▶ **What to work on**: Within the records below is a range that opens at the line with "[pin] snow-covered roof" and closes at the line with "[pin] icicle cluster". Return that range word for word, both ends included, and only that range.

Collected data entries
____
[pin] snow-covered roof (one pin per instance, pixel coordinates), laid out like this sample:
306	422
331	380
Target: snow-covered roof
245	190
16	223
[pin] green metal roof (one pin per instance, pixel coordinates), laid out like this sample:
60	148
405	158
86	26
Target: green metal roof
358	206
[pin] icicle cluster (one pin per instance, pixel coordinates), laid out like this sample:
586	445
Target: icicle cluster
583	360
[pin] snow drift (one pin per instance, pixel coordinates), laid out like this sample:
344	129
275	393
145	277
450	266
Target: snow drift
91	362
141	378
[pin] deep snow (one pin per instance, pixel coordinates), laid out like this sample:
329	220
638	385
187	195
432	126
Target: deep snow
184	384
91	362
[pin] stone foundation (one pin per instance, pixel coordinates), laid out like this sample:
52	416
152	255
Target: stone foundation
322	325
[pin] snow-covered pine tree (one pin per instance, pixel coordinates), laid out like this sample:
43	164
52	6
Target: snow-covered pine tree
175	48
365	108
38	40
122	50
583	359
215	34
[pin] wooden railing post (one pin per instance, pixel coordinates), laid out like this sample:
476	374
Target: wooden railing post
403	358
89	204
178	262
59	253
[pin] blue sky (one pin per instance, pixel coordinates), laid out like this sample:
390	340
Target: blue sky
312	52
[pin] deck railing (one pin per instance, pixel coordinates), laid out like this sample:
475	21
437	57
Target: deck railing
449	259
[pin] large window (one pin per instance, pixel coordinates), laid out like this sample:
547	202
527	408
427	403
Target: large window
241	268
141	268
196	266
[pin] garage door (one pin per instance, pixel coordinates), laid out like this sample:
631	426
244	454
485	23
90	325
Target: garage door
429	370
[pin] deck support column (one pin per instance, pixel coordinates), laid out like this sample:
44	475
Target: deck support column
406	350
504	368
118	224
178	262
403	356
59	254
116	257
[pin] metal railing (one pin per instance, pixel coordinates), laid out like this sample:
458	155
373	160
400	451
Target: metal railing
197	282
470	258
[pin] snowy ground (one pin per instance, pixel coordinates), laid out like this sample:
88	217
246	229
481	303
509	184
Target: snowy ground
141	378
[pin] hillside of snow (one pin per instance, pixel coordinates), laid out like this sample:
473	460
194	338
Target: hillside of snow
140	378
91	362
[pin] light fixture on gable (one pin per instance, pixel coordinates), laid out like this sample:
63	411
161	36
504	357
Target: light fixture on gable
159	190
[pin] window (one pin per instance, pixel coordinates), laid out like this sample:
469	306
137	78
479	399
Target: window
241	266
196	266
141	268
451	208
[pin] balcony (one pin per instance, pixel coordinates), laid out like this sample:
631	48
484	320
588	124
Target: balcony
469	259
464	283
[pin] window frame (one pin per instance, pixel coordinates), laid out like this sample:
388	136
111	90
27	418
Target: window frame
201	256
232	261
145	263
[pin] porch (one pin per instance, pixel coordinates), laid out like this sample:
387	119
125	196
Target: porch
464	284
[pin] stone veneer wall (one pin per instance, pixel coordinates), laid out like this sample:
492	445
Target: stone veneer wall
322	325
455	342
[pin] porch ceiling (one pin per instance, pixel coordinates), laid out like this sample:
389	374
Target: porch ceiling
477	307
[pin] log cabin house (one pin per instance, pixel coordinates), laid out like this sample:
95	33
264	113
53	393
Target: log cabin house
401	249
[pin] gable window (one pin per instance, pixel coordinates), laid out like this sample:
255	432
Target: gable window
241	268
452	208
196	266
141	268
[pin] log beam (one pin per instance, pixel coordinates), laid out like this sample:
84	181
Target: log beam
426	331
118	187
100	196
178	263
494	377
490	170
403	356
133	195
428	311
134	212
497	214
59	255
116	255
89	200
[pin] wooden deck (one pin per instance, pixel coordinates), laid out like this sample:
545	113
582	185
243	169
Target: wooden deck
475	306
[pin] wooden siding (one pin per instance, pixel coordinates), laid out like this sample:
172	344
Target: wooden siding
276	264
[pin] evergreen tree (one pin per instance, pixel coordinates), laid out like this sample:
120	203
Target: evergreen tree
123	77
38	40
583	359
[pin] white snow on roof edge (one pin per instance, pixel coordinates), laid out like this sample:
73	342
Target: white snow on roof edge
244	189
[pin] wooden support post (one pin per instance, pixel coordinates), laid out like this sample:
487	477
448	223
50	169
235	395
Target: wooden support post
____
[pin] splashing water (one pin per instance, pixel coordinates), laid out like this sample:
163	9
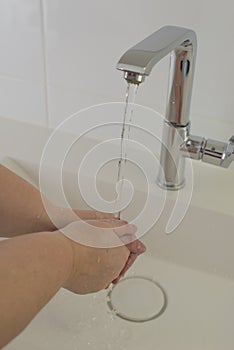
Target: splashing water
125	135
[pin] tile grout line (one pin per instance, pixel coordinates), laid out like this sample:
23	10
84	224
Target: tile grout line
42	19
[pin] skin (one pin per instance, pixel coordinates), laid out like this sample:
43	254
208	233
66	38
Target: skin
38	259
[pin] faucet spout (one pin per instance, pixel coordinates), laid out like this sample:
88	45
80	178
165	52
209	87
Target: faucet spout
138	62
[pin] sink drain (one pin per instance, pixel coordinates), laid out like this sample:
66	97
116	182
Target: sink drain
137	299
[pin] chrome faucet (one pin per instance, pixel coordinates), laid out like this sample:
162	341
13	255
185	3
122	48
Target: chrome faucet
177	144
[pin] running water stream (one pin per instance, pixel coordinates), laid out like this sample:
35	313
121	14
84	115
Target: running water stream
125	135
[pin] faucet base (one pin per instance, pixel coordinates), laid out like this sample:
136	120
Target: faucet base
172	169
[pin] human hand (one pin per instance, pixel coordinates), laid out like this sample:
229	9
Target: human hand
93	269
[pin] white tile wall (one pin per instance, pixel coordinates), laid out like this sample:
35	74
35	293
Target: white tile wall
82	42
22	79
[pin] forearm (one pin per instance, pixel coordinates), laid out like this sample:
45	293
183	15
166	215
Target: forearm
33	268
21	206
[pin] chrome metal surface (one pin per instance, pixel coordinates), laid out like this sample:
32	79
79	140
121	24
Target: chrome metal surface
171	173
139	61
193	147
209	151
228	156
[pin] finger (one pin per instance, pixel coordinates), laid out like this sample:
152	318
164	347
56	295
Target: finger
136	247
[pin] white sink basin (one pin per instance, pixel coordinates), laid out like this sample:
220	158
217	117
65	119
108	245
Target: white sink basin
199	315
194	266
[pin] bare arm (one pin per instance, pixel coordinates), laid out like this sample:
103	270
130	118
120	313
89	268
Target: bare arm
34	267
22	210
____
▶ **Task response**:
[pin] snow-covered roof (one pin per instance, pixel coordinates), laid out like this sample:
306	422
331	380
Target: snow-covered roof
245	190
16	223
[pin] green metal roof (one pin per instance, pixel coordinates), laid out like this sample:
60	148
405	158
86	26
Target: green metal roof
358	206
[pin] icicle cluster (one pin per instance, pixel coordinates), laid out like this sample:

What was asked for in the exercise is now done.